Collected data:
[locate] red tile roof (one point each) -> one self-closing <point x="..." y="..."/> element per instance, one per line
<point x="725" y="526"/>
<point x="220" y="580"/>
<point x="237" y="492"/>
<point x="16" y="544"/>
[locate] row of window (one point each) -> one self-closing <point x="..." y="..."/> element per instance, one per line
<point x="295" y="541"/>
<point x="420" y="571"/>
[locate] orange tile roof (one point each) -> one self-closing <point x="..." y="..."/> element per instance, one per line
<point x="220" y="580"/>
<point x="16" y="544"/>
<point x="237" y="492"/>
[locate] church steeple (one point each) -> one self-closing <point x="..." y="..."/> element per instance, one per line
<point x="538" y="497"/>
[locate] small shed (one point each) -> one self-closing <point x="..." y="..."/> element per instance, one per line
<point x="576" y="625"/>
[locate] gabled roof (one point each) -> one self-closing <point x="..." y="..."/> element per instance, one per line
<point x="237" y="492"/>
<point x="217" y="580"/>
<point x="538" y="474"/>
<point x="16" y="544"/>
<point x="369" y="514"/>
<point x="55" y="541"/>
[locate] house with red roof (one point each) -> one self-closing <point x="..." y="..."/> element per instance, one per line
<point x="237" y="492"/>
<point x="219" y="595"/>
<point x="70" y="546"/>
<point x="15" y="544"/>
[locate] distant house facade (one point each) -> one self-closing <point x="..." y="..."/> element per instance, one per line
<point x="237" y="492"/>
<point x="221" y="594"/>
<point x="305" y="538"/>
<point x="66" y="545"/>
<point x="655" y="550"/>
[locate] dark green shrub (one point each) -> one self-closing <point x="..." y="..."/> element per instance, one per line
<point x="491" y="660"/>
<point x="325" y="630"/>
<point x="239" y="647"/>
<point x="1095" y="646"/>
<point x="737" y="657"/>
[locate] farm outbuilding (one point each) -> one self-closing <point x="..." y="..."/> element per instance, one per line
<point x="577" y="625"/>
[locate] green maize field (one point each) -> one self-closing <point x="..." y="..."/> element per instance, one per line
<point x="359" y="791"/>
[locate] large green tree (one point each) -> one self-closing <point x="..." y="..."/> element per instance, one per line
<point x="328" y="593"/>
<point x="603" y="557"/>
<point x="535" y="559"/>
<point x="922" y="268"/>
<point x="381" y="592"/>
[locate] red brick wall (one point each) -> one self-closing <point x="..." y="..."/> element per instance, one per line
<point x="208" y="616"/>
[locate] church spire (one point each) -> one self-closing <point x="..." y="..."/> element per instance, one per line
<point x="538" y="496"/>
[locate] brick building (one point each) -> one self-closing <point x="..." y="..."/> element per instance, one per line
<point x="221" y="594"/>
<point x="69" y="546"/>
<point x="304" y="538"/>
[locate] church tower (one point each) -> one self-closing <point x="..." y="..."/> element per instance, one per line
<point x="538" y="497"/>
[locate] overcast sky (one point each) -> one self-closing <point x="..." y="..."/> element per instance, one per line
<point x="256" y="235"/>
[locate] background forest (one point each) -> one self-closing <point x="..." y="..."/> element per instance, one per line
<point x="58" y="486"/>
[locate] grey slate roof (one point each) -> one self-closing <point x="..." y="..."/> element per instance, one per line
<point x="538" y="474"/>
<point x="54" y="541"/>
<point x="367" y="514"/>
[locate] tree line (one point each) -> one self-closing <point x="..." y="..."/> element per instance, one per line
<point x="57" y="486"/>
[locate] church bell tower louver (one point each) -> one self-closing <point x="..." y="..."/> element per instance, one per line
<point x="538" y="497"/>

> Task brief
Your response should be an exact copy of all the records.

> Solved exercise
[locate] red tile roof (one point each) -> one self-closing <point x="..." y="..."/> element per instance, one per line
<point x="725" y="526"/>
<point x="220" y="580"/>
<point x="237" y="492"/>
<point x="16" y="544"/>
[locate] row of window (one point each) -> one self-closing <point x="..." y="..."/> element per instance, one per line
<point x="295" y="541"/>
<point x="420" y="571"/>
[locate] orange tile roof (one point each) -> one self-closing <point x="..." y="..."/> element per instance, one per line
<point x="220" y="580"/>
<point x="16" y="544"/>
<point x="237" y="492"/>
[locate] church steeple (one point each) -> one self-closing <point x="..." y="..."/> element per instance, one per line
<point x="538" y="497"/>
[locate] small shed (one point each) -> one self-closing <point x="..." y="..."/> element per instance, one per line
<point x="576" y="625"/>
[locate] gabled roof (one point each) -> one self-closing <point x="..." y="..."/> element per instance, one per line
<point x="237" y="492"/>
<point x="217" y="580"/>
<point x="538" y="474"/>
<point x="16" y="544"/>
<point x="369" y="514"/>
<point x="55" y="541"/>
[locate] house with red roof (one point each) -> one self-closing <point x="..." y="..."/> element per instance, one per line
<point x="237" y="492"/>
<point x="219" y="595"/>
<point x="70" y="546"/>
<point x="15" y="544"/>
[locate] distant house facade (one point each) -> one self-closing <point x="..." y="..."/> element per instance, one per line
<point x="237" y="492"/>
<point x="221" y="594"/>
<point x="305" y="538"/>
<point x="66" y="545"/>
<point x="655" y="550"/>
[locate] dark green shrub (one point each) -> one self-closing <point x="..." y="..."/> element per instance, one per line
<point x="491" y="660"/>
<point x="325" y="630"/>
<point x="239" y="647"/>
<point x="1095" y="646"/>
<point x="737" y="657"/>
[locate] farm outbuilding (one point each) -> one self-closing <point x="..." y="..."/> element per instance, one per line
<point x="577" y="625"/>
[locate] green maize field (one point each) -> one self-closing <point x="..." y="..."/> element per instance, one per line
<point x="359" y="791"/>
[locate] large green tree (one point each) -> one self-closing <point x="..." y="..."/> element per instance, one per line
<point x="328" y="593"/>
<point x="603" y="557"/>
<point x="535" y="559"/>
<point x="922" y="268"/>
<point x="381" y="592"/>
[locate] red brick wall (one point each) -> one self-closing <point x="..." y="..."/> element per instance, one per line
<point x="208" y="616"/>
[locate] church spire (one point each) -> one self-closing <point x="..." y="..."/> element per instance, one per line
<point x="538" y="496"/>
[locate] brick building (one point each) -> one self-closing <point x="..." y="..."/> element per instance, one per line
<point x="221" y="594"/>
<point x="69" y="546"/>
<point x="304" y="538"/>
[locate] church tower (one point each) -> one self-closing <point x="..." y="..."/> element per instance, one per line
<point x="538" y="497"/>
[locate] overcast sky (one point each) -> one self-closing <point x="..." y="..."/> element per instance, one per line
<point x="256" y="235"/>
[locate] background forest (one point each) -> one self-closing <point x="..." y="..."/> element per instance, one per line
<point x="58" y="486"/>
[locate] grey slate roof (one point each) -> one self-closing <point x="..." y="..."/> element per instance, one per line
<point x="538" y="474"/>
<point x="54" y="541"/>
<point x="367" y="514"/>
[locate] tree line (one point each) -> one self-closing <point x="..." y="..."/> element per instance, one per line
<point x="57" y="486"/>
[locate] church bell tower louver (one point each) -> one self-closing <point x="..." y="..."/> element per instance, one per line
<point x="538" y="497"/>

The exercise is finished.